WRITTEN INSTRUCTION 1: Copy out every one of the pointing dataset entries below word for word, with no changes.

EXCERPT:

Statistics for Economists and Intelligent Data Analysts


Designed by Professor Sasha Shapoval
University of Lodz
Previous: Goodness-of-the-fit Bootstrap Next: Estimates

Bootstrap (pulling up the hair)

Generation of random numbers with given distribution

Some theory

$\newcommand{\Prob}[1]{\mathsf{P}\{#1\}}$

  • $X$ is a random variable with the cumulative distribution function $F(x)$: $$ F(x) = \Prob{X \le x} $$
    Theorem
    If $F$ is continuous function then the random variable $F(X)$ is uniformly distributed on $[0,1]$
    Proof:
$$ T = F(X), \quad \Prob{T \le t} = \Prob{F^{-1}(T) \le F^{-1}(t)} = \Prob{X \le F^{-1}(t)} = F(F^{-1}(t)) = t $$
  • Question:
    Where is the continuity used?
  • * We solved the equation $F(x) = t$ for any $t \in [0, 1]$

    $\newcommand{\rv}[1]{\mathbf{#1}}$

    Corollary
    Let $\rv{R}_n - (\rv{r}_1, \ldots, \rv{r}_n)$ be the vector of independent random variables that are uniformly distributed over $[0, 1]$. Let also $F(x)$ be a continuous function, and there is a vector $\rv{Z}_n = (\rv{z}_1,\ldots,\rv{z}_n)$ such that $$ \rv{r}_i = F(\rv{z}_i). $$ Then each component of the vector $\rv{Z} = (\rv{z}_1,\ldots,\rv{z}_n)$ is distributed with the cumulative distribution function $F$.

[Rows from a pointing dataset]
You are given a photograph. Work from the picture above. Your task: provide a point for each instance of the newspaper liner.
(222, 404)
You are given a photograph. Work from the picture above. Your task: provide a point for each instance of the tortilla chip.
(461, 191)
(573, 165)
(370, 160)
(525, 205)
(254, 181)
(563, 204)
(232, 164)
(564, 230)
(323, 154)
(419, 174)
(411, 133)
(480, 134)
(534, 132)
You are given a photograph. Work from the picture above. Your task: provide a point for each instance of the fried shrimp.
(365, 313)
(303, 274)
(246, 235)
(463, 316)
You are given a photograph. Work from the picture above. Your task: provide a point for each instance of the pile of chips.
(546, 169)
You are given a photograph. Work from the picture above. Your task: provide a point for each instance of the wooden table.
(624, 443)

WRITTEN INSTRUCTION 2: According to the statistics page, how is the random variable F(X) distributed when F is a continuous function?

TASK OUTPUT 1:
You are given a photograph. Work from the picture above. Your task: provide a point for each instance of the newspaper liner.
(222, 404)
You are given a photograph. Work from the picture above. Your task: provide a point for each instance of the tortilla chip.
(461, 191)
(573, 165)
(370, 160)
(525, 205)
(254, 181)
(563, 204)
(232, 164)
(564, 230)
(323, 154)
(419, 174)
(411, 133)
(480, 134)
(534, 132)
You are given a photograph. Work from the picture above. Your task: provide a point for each instance of the fried shrimp.
(365, 313)
(303, 274)
(246, 235)
(463, 316)
You are given a photograph. Work from the picture above. Your task: provide a point for each instance of the pile of chips.
(546, 169)
You are given a photograph. Work from the picture above. Your task: provide a point for each instance of the wooden table.
(624, 443)

TASK OUTPUT 2: It is uniformly distributed on [0,1].